[Region labeling items]
::::::::

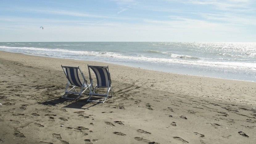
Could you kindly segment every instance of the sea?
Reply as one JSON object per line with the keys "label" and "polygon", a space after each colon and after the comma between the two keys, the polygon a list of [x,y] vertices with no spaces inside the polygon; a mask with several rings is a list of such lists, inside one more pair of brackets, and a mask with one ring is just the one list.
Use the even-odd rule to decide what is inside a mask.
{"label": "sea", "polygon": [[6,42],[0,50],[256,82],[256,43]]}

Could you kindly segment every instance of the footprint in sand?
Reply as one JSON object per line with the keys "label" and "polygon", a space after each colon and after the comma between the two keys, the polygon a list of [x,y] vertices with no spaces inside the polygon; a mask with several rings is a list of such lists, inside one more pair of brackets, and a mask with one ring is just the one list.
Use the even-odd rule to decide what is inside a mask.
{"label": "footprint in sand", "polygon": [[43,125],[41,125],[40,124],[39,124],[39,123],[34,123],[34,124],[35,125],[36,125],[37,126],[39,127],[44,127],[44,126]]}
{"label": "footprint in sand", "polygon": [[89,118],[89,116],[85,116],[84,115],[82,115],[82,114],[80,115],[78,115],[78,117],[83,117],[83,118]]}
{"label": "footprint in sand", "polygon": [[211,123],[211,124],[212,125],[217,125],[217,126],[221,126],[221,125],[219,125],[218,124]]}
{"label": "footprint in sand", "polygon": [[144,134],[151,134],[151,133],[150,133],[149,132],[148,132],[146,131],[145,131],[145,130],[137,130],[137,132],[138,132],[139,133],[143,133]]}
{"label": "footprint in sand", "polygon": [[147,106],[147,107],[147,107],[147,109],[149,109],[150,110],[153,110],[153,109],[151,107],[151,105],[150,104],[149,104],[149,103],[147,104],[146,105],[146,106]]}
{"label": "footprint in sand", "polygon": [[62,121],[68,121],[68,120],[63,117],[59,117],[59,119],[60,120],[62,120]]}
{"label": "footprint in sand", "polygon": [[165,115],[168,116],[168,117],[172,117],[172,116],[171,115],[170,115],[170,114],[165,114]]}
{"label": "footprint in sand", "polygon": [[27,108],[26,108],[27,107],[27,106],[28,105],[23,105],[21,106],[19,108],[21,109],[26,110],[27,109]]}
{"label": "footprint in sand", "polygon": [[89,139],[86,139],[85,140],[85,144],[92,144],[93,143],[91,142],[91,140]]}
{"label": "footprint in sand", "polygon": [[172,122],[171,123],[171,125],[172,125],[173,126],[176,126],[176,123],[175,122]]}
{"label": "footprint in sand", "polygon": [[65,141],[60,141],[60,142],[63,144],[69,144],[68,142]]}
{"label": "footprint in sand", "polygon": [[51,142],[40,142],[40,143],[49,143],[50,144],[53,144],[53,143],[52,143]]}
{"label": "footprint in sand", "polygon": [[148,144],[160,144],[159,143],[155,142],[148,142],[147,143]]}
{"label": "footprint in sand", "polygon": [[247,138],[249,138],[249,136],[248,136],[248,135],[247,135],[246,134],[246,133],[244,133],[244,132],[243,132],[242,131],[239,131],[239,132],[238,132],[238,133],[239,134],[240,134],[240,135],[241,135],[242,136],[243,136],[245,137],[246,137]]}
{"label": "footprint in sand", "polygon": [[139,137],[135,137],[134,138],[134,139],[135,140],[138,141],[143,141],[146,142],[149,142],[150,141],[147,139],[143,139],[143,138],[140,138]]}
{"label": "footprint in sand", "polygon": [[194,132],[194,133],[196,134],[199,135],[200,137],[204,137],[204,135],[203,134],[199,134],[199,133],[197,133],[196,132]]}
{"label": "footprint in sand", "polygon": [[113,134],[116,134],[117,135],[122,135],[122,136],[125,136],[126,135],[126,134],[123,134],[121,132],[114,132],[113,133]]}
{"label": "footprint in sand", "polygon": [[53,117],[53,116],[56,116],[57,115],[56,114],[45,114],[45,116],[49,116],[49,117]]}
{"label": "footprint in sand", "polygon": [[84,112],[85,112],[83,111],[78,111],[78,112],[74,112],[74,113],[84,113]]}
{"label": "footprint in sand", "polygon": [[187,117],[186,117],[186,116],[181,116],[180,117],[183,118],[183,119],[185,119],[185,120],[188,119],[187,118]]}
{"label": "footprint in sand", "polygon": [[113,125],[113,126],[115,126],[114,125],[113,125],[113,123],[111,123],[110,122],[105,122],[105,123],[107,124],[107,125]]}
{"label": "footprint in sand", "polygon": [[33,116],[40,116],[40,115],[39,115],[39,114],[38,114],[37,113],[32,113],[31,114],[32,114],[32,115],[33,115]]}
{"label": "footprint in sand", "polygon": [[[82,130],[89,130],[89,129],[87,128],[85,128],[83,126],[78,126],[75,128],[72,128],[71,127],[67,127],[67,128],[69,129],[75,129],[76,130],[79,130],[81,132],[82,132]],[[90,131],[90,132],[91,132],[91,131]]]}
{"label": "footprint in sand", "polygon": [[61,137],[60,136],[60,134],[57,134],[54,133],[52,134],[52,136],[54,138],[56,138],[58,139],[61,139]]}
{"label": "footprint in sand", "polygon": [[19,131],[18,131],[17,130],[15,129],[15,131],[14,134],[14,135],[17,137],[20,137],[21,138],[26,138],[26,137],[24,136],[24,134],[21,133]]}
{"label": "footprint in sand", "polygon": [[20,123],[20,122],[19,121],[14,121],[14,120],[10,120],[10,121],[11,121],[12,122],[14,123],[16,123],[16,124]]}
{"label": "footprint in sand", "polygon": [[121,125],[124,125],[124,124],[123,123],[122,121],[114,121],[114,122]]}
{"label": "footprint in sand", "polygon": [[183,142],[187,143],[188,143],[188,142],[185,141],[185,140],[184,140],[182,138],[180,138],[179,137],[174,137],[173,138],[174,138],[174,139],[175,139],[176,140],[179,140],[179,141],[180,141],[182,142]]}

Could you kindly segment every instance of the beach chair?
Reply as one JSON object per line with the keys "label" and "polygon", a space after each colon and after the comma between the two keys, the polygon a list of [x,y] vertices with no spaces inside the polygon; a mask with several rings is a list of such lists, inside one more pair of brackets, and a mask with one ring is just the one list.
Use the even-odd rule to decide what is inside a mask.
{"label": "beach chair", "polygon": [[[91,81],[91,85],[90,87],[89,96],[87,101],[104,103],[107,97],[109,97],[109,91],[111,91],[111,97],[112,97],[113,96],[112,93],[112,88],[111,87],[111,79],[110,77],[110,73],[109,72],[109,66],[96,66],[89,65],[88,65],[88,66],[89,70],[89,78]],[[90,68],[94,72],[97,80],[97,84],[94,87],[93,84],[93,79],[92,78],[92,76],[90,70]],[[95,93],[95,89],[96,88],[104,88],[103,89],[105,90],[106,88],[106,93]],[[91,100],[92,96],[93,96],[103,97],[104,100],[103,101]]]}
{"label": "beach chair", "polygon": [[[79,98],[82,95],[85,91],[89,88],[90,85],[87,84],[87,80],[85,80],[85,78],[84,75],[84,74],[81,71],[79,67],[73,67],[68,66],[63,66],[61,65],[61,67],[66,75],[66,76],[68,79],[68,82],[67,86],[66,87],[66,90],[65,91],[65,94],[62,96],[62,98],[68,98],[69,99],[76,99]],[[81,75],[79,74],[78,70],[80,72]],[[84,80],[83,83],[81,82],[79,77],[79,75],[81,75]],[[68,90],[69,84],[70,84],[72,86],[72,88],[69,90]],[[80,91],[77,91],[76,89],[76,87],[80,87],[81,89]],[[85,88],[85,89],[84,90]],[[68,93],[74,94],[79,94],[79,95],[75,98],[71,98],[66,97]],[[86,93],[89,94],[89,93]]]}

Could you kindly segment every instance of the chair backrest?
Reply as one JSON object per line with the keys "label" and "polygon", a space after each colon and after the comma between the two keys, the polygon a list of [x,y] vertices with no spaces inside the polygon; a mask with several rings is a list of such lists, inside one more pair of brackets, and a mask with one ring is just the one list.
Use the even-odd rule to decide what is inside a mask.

::::::::

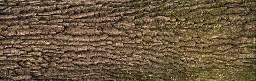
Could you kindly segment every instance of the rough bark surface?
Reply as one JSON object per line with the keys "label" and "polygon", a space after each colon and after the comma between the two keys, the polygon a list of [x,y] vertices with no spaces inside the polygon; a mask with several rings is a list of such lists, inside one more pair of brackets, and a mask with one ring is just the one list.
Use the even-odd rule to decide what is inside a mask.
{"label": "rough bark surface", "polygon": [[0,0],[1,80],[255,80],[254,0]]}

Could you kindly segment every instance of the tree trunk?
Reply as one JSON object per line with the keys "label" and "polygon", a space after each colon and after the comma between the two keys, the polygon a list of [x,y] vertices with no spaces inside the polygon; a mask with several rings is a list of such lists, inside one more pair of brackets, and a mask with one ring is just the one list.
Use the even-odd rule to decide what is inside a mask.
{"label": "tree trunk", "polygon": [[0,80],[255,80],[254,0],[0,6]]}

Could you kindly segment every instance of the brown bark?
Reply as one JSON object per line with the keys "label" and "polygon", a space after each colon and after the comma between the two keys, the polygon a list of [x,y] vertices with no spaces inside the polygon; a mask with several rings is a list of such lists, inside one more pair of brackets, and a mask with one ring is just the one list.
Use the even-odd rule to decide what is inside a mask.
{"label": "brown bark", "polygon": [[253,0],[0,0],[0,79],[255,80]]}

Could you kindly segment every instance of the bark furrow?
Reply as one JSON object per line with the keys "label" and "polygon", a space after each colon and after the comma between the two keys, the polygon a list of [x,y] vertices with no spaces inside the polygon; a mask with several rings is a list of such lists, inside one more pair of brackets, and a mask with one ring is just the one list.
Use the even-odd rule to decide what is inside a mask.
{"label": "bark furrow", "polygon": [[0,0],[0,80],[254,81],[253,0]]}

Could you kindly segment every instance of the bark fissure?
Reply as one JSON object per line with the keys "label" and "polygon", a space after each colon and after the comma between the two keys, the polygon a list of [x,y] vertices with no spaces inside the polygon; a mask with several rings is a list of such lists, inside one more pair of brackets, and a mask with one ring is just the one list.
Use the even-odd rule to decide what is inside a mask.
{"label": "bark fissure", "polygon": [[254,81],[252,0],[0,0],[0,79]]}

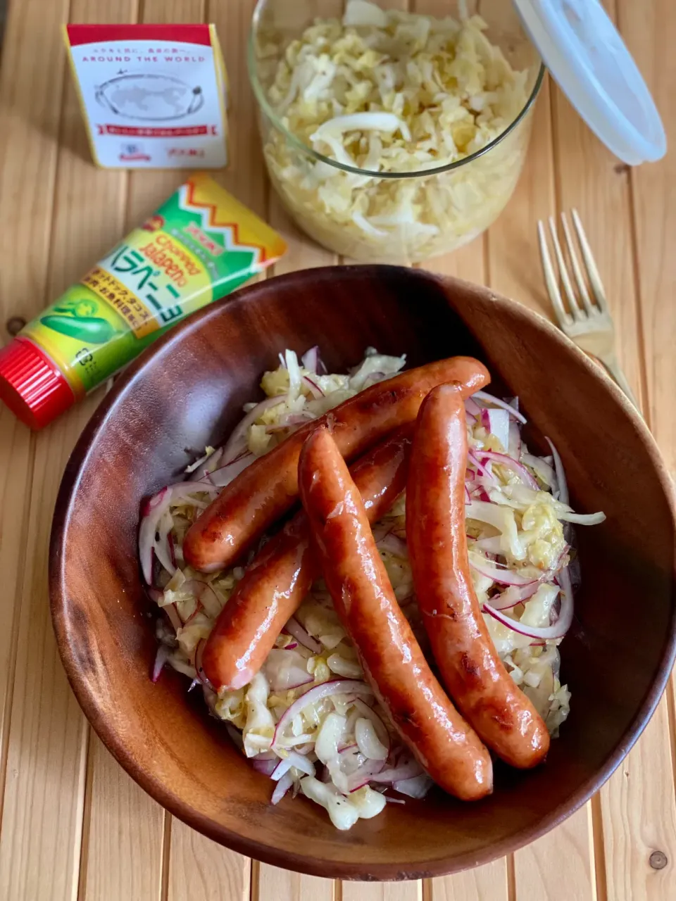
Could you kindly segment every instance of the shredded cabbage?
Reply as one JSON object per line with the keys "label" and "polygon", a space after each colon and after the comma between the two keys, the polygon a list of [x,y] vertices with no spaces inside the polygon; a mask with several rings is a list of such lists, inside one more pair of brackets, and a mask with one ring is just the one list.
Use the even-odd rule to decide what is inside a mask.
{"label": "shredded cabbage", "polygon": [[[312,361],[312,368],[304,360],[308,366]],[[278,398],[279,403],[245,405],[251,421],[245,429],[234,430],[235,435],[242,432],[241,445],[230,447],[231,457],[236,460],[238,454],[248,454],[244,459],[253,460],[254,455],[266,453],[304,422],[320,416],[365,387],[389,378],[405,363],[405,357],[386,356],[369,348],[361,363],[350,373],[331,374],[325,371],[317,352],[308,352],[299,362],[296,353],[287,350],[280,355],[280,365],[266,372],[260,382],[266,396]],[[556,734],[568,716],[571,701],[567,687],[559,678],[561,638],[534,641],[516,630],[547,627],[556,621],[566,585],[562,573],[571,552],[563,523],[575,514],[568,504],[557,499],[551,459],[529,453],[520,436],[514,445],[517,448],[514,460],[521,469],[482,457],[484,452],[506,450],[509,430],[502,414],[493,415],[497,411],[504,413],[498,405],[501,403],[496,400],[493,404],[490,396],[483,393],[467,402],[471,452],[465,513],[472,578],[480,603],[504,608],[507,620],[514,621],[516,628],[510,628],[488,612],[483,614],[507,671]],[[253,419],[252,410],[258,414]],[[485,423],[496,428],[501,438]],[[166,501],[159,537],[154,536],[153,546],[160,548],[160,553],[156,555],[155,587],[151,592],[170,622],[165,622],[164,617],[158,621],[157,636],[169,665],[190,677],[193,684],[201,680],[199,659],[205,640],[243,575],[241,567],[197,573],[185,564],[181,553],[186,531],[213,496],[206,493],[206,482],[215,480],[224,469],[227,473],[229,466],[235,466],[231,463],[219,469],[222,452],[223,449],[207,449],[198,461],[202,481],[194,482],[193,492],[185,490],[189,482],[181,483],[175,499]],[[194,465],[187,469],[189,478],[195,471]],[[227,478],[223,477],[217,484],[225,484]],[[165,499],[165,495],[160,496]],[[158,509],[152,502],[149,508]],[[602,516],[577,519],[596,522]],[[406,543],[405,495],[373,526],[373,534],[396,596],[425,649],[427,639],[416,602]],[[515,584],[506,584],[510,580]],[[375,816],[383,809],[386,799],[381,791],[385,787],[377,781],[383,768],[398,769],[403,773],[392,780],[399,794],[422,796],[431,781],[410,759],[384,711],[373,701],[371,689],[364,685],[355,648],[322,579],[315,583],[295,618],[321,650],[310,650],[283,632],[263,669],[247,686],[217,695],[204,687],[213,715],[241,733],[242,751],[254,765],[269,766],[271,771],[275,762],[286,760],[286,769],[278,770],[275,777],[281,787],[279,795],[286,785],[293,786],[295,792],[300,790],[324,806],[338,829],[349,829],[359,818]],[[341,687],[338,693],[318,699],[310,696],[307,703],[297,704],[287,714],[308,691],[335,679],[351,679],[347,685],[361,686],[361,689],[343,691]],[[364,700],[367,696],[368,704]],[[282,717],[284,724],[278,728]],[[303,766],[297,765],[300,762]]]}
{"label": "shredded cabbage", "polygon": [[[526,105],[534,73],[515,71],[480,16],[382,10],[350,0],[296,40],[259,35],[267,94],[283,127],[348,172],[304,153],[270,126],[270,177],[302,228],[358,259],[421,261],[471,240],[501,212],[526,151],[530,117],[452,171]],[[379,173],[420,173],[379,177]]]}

::::::::

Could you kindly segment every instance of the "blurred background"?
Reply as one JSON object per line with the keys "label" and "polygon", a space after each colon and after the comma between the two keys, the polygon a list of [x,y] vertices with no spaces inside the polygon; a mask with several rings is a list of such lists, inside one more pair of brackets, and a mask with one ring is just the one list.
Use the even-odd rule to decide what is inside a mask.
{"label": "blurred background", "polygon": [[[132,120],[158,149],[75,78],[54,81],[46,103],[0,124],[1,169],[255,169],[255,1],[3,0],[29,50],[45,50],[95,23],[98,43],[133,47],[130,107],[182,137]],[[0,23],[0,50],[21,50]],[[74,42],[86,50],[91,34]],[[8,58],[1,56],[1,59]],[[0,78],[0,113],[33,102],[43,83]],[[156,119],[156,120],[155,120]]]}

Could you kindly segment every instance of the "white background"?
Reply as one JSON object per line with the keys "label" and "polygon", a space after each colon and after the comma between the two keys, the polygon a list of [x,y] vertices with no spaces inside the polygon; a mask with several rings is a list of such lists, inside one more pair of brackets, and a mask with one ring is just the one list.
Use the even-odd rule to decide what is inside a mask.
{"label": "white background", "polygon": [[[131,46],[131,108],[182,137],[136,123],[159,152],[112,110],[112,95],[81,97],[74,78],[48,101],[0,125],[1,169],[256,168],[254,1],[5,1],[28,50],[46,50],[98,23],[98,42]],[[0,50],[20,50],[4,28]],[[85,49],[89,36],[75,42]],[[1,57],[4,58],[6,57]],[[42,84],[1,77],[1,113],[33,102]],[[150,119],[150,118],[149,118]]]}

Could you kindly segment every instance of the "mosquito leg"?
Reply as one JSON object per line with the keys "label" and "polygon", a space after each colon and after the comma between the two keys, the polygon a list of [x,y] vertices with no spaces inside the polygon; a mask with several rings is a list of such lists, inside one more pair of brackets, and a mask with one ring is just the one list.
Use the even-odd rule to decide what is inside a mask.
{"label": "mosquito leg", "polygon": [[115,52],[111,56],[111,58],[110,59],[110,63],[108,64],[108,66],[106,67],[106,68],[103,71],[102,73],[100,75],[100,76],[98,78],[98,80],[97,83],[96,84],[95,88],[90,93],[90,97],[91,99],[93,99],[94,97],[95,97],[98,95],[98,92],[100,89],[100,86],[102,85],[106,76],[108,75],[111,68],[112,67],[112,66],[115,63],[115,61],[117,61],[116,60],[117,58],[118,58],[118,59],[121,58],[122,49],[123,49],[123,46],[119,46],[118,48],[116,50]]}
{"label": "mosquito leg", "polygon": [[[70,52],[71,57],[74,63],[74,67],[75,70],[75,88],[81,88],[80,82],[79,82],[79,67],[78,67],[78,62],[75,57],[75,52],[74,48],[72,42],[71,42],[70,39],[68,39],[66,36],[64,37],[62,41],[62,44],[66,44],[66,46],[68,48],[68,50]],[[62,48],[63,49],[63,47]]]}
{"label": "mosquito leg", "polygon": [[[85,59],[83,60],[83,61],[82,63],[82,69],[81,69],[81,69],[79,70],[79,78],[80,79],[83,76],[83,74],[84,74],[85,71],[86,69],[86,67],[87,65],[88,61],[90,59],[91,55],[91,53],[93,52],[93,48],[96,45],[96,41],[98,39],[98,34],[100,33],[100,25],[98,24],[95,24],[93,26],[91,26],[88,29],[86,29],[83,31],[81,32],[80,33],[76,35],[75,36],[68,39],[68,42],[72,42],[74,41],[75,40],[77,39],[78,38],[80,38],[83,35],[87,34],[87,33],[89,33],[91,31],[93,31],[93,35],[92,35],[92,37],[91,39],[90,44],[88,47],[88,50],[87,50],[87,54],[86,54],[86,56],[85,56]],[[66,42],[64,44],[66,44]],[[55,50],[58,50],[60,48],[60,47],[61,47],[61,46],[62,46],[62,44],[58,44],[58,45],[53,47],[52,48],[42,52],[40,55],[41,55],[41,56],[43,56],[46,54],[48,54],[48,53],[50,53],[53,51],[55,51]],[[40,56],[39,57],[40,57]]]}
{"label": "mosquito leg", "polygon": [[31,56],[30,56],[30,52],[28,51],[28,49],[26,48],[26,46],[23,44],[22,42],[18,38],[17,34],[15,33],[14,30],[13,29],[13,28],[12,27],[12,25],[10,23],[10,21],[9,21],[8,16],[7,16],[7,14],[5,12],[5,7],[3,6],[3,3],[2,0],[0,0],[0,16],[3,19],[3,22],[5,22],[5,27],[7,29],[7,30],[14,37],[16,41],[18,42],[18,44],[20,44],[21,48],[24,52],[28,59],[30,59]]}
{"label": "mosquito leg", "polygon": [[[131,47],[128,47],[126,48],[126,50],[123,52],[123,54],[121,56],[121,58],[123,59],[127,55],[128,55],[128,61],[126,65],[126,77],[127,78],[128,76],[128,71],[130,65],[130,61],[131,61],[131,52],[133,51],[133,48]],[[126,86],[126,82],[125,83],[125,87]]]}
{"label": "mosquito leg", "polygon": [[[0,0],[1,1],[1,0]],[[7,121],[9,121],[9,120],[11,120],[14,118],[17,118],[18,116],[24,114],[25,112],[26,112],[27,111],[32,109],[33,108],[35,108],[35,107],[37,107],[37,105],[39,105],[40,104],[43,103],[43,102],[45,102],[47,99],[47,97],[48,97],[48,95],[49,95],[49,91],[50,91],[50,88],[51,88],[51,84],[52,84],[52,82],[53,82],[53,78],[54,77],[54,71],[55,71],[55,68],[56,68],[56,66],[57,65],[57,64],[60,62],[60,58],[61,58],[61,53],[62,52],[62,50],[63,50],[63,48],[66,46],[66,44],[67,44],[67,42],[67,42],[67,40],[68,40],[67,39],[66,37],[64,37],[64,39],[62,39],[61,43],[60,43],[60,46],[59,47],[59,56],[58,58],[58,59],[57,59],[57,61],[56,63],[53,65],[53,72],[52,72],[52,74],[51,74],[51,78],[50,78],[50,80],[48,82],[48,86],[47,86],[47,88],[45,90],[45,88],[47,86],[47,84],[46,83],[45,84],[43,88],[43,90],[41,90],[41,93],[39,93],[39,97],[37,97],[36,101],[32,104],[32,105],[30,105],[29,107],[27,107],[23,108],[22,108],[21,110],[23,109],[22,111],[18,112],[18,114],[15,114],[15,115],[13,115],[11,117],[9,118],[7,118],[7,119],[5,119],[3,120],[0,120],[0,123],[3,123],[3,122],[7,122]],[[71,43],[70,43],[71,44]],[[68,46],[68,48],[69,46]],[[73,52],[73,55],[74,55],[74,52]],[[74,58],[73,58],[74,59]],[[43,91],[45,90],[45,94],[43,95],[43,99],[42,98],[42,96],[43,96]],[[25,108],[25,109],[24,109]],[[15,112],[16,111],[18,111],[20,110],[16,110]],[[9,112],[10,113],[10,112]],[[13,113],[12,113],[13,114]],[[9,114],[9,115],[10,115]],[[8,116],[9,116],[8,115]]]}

::::::::

• SHORT EXERCISE:
List each line in the items above that contains the string "furrow", treating uppercase and lowercase as different.

• CORRECT RESULT:
Could you kindly segment every instance of the bark furrow?
{"label": "bark furrow", "polygon": [[0,0],[0,80],[254,81],[253,0]]}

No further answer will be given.